- GIVEN EXERCISE -
The records are to be restated in their entirety, word for word.

- SOURCE DATA -

(begin)

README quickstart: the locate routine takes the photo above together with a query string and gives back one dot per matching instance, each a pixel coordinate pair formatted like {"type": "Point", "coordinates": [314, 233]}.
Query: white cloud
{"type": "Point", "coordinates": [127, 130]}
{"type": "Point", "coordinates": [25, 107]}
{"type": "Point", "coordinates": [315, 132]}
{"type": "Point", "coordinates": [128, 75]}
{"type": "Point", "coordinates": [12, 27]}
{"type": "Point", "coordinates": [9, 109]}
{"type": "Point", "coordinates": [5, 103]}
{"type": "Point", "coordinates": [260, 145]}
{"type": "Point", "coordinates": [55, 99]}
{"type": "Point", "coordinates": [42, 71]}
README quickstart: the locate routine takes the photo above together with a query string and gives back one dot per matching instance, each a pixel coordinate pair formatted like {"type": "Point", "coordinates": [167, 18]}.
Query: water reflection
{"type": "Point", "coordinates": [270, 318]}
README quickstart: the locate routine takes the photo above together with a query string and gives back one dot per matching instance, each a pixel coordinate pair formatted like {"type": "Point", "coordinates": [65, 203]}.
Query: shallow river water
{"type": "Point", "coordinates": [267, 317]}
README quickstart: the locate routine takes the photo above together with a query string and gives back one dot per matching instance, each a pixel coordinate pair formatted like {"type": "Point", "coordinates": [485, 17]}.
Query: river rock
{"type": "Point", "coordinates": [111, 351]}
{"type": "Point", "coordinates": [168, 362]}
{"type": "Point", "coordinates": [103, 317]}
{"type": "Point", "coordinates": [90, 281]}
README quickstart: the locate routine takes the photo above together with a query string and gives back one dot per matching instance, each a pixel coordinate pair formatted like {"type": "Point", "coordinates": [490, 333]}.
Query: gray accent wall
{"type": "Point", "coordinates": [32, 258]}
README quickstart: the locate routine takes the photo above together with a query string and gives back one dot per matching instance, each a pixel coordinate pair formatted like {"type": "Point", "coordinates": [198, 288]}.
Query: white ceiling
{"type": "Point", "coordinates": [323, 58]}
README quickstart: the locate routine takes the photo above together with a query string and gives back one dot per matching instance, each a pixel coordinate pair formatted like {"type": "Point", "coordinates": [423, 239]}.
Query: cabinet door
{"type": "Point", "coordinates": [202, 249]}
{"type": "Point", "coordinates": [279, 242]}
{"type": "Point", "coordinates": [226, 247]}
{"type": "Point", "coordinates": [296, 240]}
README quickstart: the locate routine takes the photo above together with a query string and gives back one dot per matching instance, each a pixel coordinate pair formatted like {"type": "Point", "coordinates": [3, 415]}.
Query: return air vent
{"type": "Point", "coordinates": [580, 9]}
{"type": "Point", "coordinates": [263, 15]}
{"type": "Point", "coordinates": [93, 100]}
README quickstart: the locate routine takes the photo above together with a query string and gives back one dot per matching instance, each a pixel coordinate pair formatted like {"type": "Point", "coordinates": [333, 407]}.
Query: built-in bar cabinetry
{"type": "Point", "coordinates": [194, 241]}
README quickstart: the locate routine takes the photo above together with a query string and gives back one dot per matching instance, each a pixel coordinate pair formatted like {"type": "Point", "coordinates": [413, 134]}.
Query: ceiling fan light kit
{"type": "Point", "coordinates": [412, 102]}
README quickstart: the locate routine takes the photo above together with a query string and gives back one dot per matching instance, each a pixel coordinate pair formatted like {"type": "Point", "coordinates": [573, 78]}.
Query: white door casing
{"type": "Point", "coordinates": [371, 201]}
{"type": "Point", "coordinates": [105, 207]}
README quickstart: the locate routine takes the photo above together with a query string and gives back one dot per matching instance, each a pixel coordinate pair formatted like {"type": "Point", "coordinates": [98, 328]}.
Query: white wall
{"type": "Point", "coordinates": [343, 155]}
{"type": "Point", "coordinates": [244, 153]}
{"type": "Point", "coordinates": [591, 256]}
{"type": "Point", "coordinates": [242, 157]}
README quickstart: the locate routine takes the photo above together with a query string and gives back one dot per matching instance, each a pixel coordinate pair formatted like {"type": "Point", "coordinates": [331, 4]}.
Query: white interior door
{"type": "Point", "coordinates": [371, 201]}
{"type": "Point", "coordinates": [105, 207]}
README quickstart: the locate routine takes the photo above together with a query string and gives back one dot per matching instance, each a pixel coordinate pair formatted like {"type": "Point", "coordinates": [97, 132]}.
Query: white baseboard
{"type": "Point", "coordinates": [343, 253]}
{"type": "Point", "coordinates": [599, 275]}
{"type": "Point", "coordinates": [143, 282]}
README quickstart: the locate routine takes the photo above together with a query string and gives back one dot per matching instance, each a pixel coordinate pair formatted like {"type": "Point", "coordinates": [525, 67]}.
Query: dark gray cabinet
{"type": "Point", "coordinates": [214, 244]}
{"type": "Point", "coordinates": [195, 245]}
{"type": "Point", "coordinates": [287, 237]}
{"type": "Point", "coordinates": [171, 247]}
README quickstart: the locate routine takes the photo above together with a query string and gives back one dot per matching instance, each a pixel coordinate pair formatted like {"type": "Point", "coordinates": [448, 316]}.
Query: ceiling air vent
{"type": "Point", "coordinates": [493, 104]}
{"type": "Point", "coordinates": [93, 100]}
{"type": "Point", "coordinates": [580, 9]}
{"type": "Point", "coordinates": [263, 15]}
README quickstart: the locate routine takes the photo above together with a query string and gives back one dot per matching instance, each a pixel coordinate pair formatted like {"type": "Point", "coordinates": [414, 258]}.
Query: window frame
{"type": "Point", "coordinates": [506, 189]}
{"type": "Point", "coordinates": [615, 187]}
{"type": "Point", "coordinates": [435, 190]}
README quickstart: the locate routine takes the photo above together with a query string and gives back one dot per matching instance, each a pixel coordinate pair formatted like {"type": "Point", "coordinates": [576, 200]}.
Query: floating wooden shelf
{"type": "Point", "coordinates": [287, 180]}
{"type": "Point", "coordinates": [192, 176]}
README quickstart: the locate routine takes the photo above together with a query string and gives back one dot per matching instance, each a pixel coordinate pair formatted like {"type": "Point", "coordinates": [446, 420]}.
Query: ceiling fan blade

(end)

- ANSWER TO THE PROBLEM -
README quickstart: the locate routine takes the photo above together with a query string and gives back one dot per matching instance, each a pixel coordinate pair formatted like {"type": "Point", "coordinates": [314, 233]}.
Query: white cloud
{"type": "Point", "coordinates": [127, 130]}
{"type": "Point", "coordinates": [25, 107]}
{"type": "Point", "coordinates": [315, 132]}
{"type": "Point", "coordinates": [128, 75]}
{"type": "Point", "coordinates": [12, 27]}
{"type": "Point", "coordinates": [9, 109]}
{"type": "Point", "coordinates": [5, 103]}
{"type": "Point", "coordinates": [260, 145]}
{"type": "Point", "coordinates": [55, 99]}
{"type": "Point", "coordinates": [42, 71]}
README quickstart: the locate routine takes the photo above together with a query string and gives back one dot per matching instance, each a pixel coordinate pair formatted like {"type": "Point", "coordinates": [167, 18]}.
Query: water reflection
{"type": "Point", "coordinates": [270, 318]}
README quickstart: the locate routine takes the photo above together with a query string and gives back one dot per matching instance, each a pixel coordinate pair formatted like {"type": "Point", "coordinates": [65, 203]}.
Query: shallow river water
{"type": "Point", "coordinates": [267, 317]}
README quickstart: the locate routine takes the photo above together with a query string and gives back one dot per matching instance, each a pixel coordinate pair formatted like {"type": "Point", "coordinates": [485, 17]}.
Query: river rock
{"type": "Point", "coordinates": [111, 351]}
{"type": "Point", "coordinates": [168, 362]}
{"type": "Point", "coordinates": [103, 317]}
{"type": "Point", "coordinates": [90, 281]}
README quickstart: the locate routine takes the photo above together with a query string and gives back one dot per matching instance, each a pixel coordinate pair formatted like {"type": "Point", "coordinates": [490, 333]}.
Query: gray accent wall
{"type": "Point", "coordinates": [32, 258]}
README quickstart: the locate routine takes the photo above together with a query string and gives back one dot per matching instance, each a pixel coordinate pair formatted like {"type": "Point", "coordinates": [198, 288]}.
Query: white ceiling
{"type": "Point", "coordinates": [323, 58]}
README quickstart: the locate routine takes the photo above together with a query string and gives back one dot per matching instance, each a pixel coordinate pair formatted like {"type": "Point", "coordinates": [423, 239]}.
Query: cabinet door
{"type": "Point", "coordinates": [202, 249]}
{"type": "Point", "coordinates": [279, 242]}
{"type": "Point", "coordinates": [226, 247]}
{"type": "Point", "coordinates": [296, 240]}
README quickstart: the locate routine takes the photo above together with a query string and gives back one dot per matching instance, each a pixel coordinate pair formatted like {"type": "Point", "coordinates": [3, 415]}.
Query: return air vent
{"type": "Point", "coordinates": [580, 9]}
{"type": "Point", "coordinates": [263, 15]}
{"type": "Point", "coordinates": [93, 100]}
README quickstart: the locate routine takes the photo above together with a query string and gives back one dot per matching instance, each a pixel coordinate pair formatted like {"type": "Point", "coordinates": [333, 407]}.
Query: built-in bar cabinetry
{"type": "Point", "coordinates": [194, 241]}
README quickstart: the locate routine takes the photo above together with a query string and gives back one dot per matching instance, each a pixel coordinate pair formatted like {"type": "Point", "coordinates": [413, 134]}.
Query: ceiling fan light kit
{"type": "Point", "coordinates": [412, 102]}
README quickstart: the locate routine takes the photo above together with a query string and gives back one dot per matching instance, each a pixel coordinate pair formatted like {"type": "Point", "coordinates": [573, 78]}.
Query: white door casing
{"type": "Point", "coordinates": [371, 201]}
{"type": "Point", "coordinates": [105, 207]}
README quickstart: the locate routine takes the photo above together with a query string and gives back one dot per matching instance, each a pixel coordinate pair formatted like {"type": "Point", "coordinates": [98, 328]}.
Query: white wall
{"type": "Point", "coordinates": [343, 155]}
{"type": "Point", "coordinates": [244, 153]}
{"type": "Point", "coordinates": [591, 256]}
{"type": "Point", "coordinates": [242, 157]}
README quickstart: the locate routine takes the photo above together with a query string and gives back one dot per matching instance, each a pixel coordinate pair formatted like {"type": "Point", "coordinates": [331, 4]}.
Query: white interior door
{"type": "Point", "coordinates": [371, 201]}
{"type": "Point", "coordinates": [105, 207]}
README quickstart: the locate routine takes the photo above together with a query string and gives back one dot per matching instance, each a pixel coordinate pair formatted like {"type": "Point", "coordinates": [97, 132]}.
Query: white baseboard
{"type": "Point", "coordinates": [343, 253]}
{"type": "Point", "coordinates": [599, 275]}
{"type": "Point", "coordinates": [143, 282]}
README quickstart: the locate routine takes the photo above together with a query string and gives back one dot per matching instance, each a pixel coordinate pair formatted like {"type": "Point", "coordinates": [525, 67]}.
Query: dark gray cabinet
{"type": "Point", "coordinates": [214, 244]}
{"type": "Point", "coordinates": [195, 245]}
{"type": "Point", "coordinates": [287, 237]}
{"type": "Point", "coordinates": [171, 247]}
README quickstart: the locate routine takes the photo above together with a query string and gives back one dot per matching instance, each a pixel coordinate pair formatted like {"type": "Point", "coordinates": [448, 316]}.
Query: ceiling air vent
{"type": "Point", "coordinates": [493, 104]}
{"type": "Point", "coordinates": [93, 100]}
{"type": "Point", "coordinates": [580, 9]}
{"type": "Point", "coordinates": [263, 15]}
README quickstart: the locate routine takes the photo above together with a query string and gives back one dot per matching instance, each a pixel coordinate pair formatted like {"type": "Point", "coordinates": [414, 258]}.
Query: window frame
{"type": "Point", "coordinates": [506, 189]}
{"type": "Point", "coordinates": [615, 187]}
{"type": "Point", "coordinates": [435, 190]}
README quickstart: the locate routine takes the photo above together with a query string and gives back one dot per matching instance, each a pixel coordinate pair formatted like {"type": "Point", "coordinates": [576, 200]}.
Query: floating wooden shelf
{"type": "Point", "coordinates": [287, 180]}
{"type": "Point", "coordinates": [192, 176]}
README quickstart: the locate routine takes the photo above together with a query string and gives back one dot per matching instance, each a pixel coordinate pair formatted like {"type": "Point", "coordinates": [446, 420]}.
Query: ceiling fan blade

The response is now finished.